§ Exercise aim
Set down all of the entries below word for word, with the pictures left out.
┌─ Information given
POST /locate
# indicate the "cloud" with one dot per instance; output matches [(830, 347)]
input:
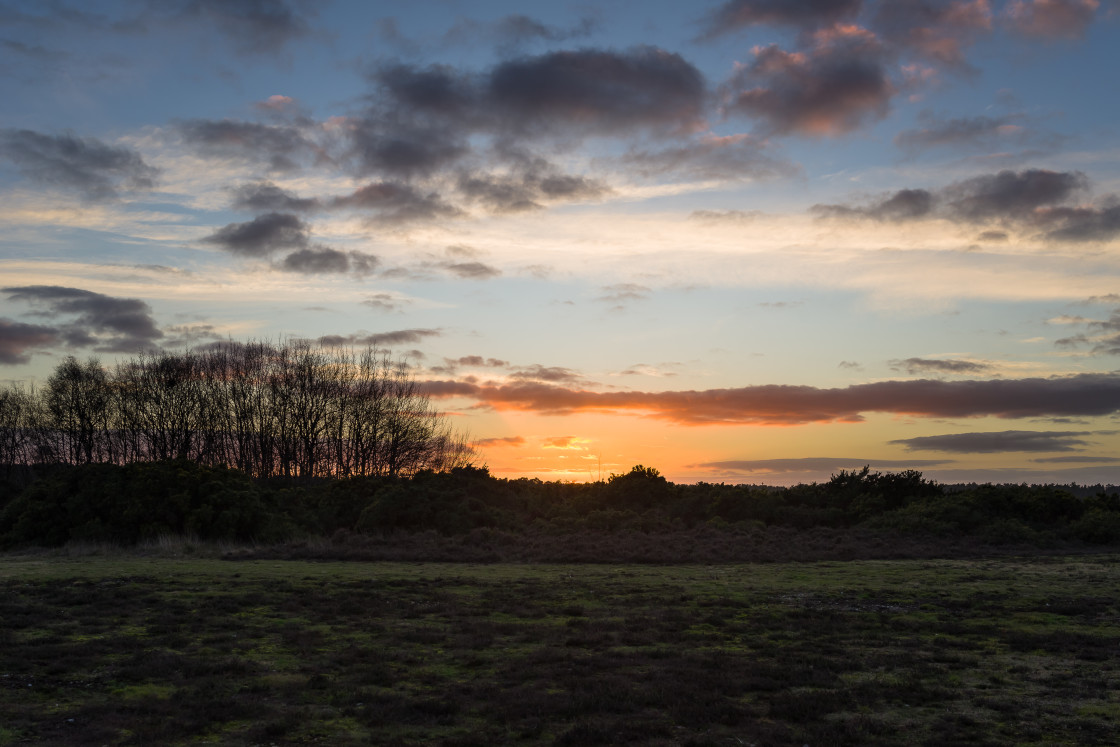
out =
[(566, 442), (85, 165), (325, 260), (509, 440), (774, 404), (537, 372), (903, 205), (730, 157), (934, 29), (999, 441), (940, 365), (17, 338), (262, 235), (725, 216), (450, 365), (1051, 19), (267, 196), (624, 291), (598, 92), (1082, 223), (385, 301), (104, 323), (280, 147), (254, 26), (1032, 198), (393, 202), (513, 31), (470, 270), (988, 132), (834, 86), (1010, 194), (379, 339), (735, 15), (809, 465), (1107, 342), (522, 192)]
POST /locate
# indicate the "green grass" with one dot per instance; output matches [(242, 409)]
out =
[(129, 650)]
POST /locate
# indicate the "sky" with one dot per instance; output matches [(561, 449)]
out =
[(746, 241)]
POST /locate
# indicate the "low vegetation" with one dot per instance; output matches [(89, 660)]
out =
[(468, 514), (126, 650)]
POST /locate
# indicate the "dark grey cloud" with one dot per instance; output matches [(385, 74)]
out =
[(1010, 194), (379, 339), (86, 165), (1030, 199), (394, 202), (404, 150), (838, 83), (597, 91), (262, 235), (104, 323), (1051, 19), (1106, 339), (941, 366), (998, 441), (264, 196), (280, 147), (323, 260), (253, 26), (903, 205), (735, 15), (36, 53), (17, 339), (1082, 223)]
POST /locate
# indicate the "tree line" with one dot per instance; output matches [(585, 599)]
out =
[(269, 410)]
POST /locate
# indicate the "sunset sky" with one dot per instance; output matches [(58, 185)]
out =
[(755, 241)]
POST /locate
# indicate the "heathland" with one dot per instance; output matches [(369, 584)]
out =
[(162, 646)]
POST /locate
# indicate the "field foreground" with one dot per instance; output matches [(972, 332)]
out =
[(108, 651)]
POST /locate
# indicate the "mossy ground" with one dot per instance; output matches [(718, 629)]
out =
[(126, 650)]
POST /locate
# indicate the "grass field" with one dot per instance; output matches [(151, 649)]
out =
[(130, 650)]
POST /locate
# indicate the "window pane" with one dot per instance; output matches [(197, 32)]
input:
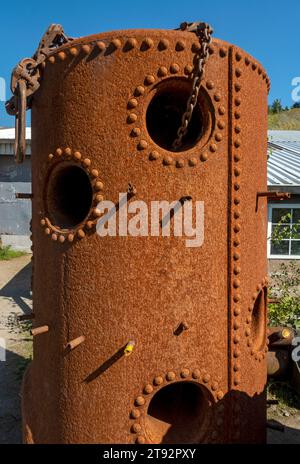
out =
[(296, 215), (280, 232), (281, 213), (295, 247), (281, 248)]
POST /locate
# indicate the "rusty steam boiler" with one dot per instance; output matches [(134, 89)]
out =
[(106, 110)]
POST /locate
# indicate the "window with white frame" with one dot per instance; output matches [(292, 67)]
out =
[(284, 231)]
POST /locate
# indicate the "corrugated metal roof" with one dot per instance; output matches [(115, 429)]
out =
[(284, 159)]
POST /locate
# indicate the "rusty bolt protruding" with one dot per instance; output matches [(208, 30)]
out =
[(129, 348), (76, 342), (39, 330)]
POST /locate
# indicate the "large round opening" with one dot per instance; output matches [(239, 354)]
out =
[(69, 196), (179, 413), (258, 322), (165, 111)]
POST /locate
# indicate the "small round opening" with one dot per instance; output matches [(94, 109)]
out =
[(179, 413), (258, 322), (165, 111), (69, 196)]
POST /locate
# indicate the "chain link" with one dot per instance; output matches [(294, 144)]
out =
[(203, 32)]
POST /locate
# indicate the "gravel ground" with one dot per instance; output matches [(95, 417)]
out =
[(15, 299)]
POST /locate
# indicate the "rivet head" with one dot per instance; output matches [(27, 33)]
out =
[(174, 68), (95, 172), (116, 43), (131, 118), (80, 233), (163, 44), (73, 51), (147, 43), (206, 378), (131, 42), (140, 401), (140, 440), (98, 185), (148, 389), (184, 373), (61, 55), (220, 395), (188, 69), (162, 71), (170, 376), (158, 380), (180, 45), (223, 52), (196, 374), (154, 155), (214, 386), (135, 132), (100, 45), (86, 49), (139, 90), (77, 155), (192, 161), (135, 413), (136, 428), (142, 144), (168, 161), (68, 151), (70, 237), (150, 79), (86, 162), (132, 103)]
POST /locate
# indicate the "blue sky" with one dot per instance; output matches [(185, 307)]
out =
[(269, 30)]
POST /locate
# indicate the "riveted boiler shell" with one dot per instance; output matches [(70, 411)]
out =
[(93, 110)]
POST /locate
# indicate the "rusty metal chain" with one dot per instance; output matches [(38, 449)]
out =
[(203, 32), (25, 80)]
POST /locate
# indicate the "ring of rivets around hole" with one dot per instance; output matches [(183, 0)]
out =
[(260, 354), (76, 158), (142, 400)]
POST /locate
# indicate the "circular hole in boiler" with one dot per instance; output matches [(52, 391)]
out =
[(165, 111), (258, 322), (179, 413), (69, 196)]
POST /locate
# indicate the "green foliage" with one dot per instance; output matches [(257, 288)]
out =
[(286, 288), (7, 253)]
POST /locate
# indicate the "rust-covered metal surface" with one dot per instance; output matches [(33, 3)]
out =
[(93, 295)]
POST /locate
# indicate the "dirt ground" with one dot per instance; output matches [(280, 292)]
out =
[(15, 299)]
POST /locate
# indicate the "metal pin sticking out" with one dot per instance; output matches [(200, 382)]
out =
[(76, 342), (39, 330), (181, 328), (25, 317), (129, 347)]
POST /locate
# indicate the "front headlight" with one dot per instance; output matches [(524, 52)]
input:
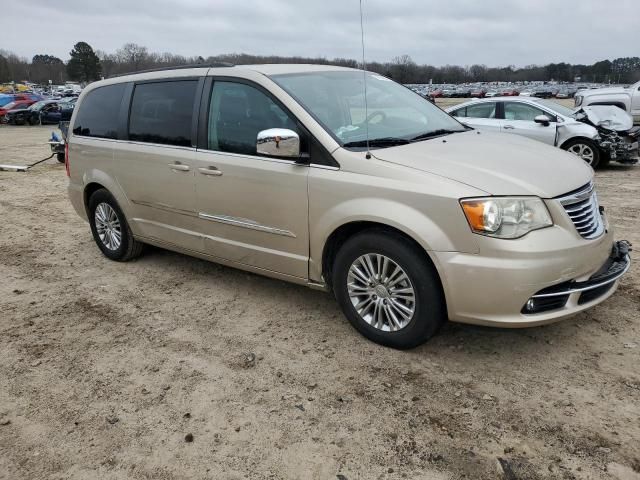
└─
§ Answer space
POST /locate
# indicate the "cloud" with one dot per instance; output matches [(830, 347)]
input:
out =
[(566, 442), (85, 165), (325, 260), (509, 440), (774, 404), (537, 372), (903, 205), (730, 157), (934, 29), (999, 441), (940, 365), (17, 338), (262, 235), (725, 216), (450, 365), (1051, 19), (267, 196), (624, 291), (598, 92), (1082, 223), (385, 301), (104, 323), (280, 147), (254, 26), (1032, 198), (393, 202), (513, 31), (470, 270), (988, 132), (834, 86), (1010, 194), (379, 339), (735, 15), (809, 465), (1107, 342), (522, 192)]
POST /locate
# indicate the "green grass" with one dot per instance; output matches [(242, 409)]
out =
[(129, 650)]
POST /locate
# indicate the "sky" with one dot per instance; output matches [(561, 449)]
out =
[(746, 241)]
POST /locate
# indicate the "low vegetation" with one dot per instance; output matches [(89, 660)]
out =
[(468, 514), (126, 650)]
POST /locate
# indicate the "dark grey cloud" with one dot per instance; output matches [(385, 74)]
out =
[(1010, 194), (379, 339), (86, 165), (1030, 199), (394, 202), (404, 150), (838, 83), (597, 91), (262, 235), (104, 323), (1051, 19), (1106, 339), (941, 366), (998, 441), (264, 196), (280, 147), (323, 260), (253, 26), (903, 205), (735, 15), (36, 53), (17, 339), (1082, 223)]
POST /locate
# indicate the "tree line" with one dot per instance; output matches [(585, 599)]
out =
[(269, 410)]
POST /locate
# indicate the "sunset sky" with one dot per instance; output matches [(58, 185)]
out =
[(755, 241)]
POST /locate
# indicate the "heathland" with one dot per instance; output matches [(369, 584)]
out =
[(162, 646)]
POST /locate
# indicate the "field foreground" with one dot per instance; output matches [(972, 332)]
out =
[(108, 651)]
POST /locate
# indicate the "mossy ground" with one dot per instance; output matches [(718, 629)]
out =
[(126, 650)]
POST /locate
# indicate the "grass field" with one dot per instance; output matches [(151, 649)]
out =
[(130, 650)]
POST /locate
# indicate the "window pane" with one dot per instance; output matches [(197, 32)]
input:
out =
[(296, 215), (280, 232), (281, 213), (295, 247), (281, 248)]
POST /locate
# indicate the "rusty steam boiler" with one dot per instance; output matches [(134, 89)]
out =
[(106, 110)]
POST /locate
# indicate the "window with white frame" with one dot per instance; output matches [(292, 67)]
out =
[(284, 231)]
POST /locate
# indicate the "corrugated metal roof" with one dot per instance; output matches [(115, 429)]
out =
[(284, 159)]
POST /locate
# indicate the "rusty bolt protruding" with one dot per instance; output matches [(208, 30)]
out =
[(129, 348), (76, 342), (39, 330)]
POST /locate
# indicate the "large round opening" with one dot per instance; output matches [(239, 354)]
out =
[(69, 196), (179, 413), (258, 322), (165, 111)]
POST /locate
# indicate the "small round opening" with one dot per instance; output matches [(94, 109)]
out =
[(179, 413), (258, 322), (165, 111), (69, 196)]
POST /locate
# indicate the "chain link" with one dot per instance; output matches [(294, 144)]
out =
[(203, 32)]
POST /locate
# indicate the "gravel ground" with one dot per instance; output matches [(95, 417)]
out =
[(15, 299)]
POST /locate
# indicate the "rivet head" with one dot per instance; output matches [(27, 33)]
out =
[(174, 68), (95, 172), (116, 43), (131, 118), (80, 233), (163, 44), (73, 51), (147, 43), (206, 378), (131, 42), (140, 401), (140, 440), (98, 185), (148, 389), (184, 373), (61, 55), (220, 395), (188, 69), (162, 71), (170, 376), (158, 380), (180, 45), (223, 52), (196, 374), (154, 155), (214, 386), (135, 132), (100, 45), (86, 49), (139, 90), (77, 155), (192, 161), (135, 413), (136, 428), (142, 144), (168, 161), (68, 151), (70, 237), (150, 79), (86, 162), (132, 103)]
POST /locate
# indicate the "blue sky" with one dot per instance; output matches [(185, 307)]
out =
[(269, 30)]
POST /locate
# indicate the "riveted boiler shell" with one dot per instance; output matches [(70, 411)]
out =
[(93, 110)]
POST /locate
# indicate the "rusty metal chain" with one dot per instance; output matches [(38, 449)]
out =
[(203, 32), (25, 80)]
POST /locate
# indicate the "ring of rivets around hole" with one dot per instance; output matches [(183, 0)]
out =
[(260, 354), (76, 158), (142, 400)]
POST /locate
# indicate the "circular hole in boiler" with one dot per instance; output matches [(52, 391)]
out =
[(165, 111), (258, 322), (179, 413), (69, 196)]
POST /locate
# indicate the "green foliage" with one dot per instance; output matches [(257, 288)]
out =
[(286, 288), (7, 253)]
POST /locate
# indicate the "rust-covered metal surface" with one dot per instance; output matches [(33, 3)]
out =
[(93, 295)]
POST /locate
# indicate the "dirt ground" with one dot per instance; output matches [(280, 292)]
out =
[(15, 299)]
POST /locate
# indicate the "metal pin sticking out" with one dot per instance; output matches [(200, 382)]
out =
[(76, 342), (39, 330), (181, 328), (25, 317), (129, 347)]
POST /locate
# indicate the "front headlight" with one dot per instance; output matches [(524, 52)]
input:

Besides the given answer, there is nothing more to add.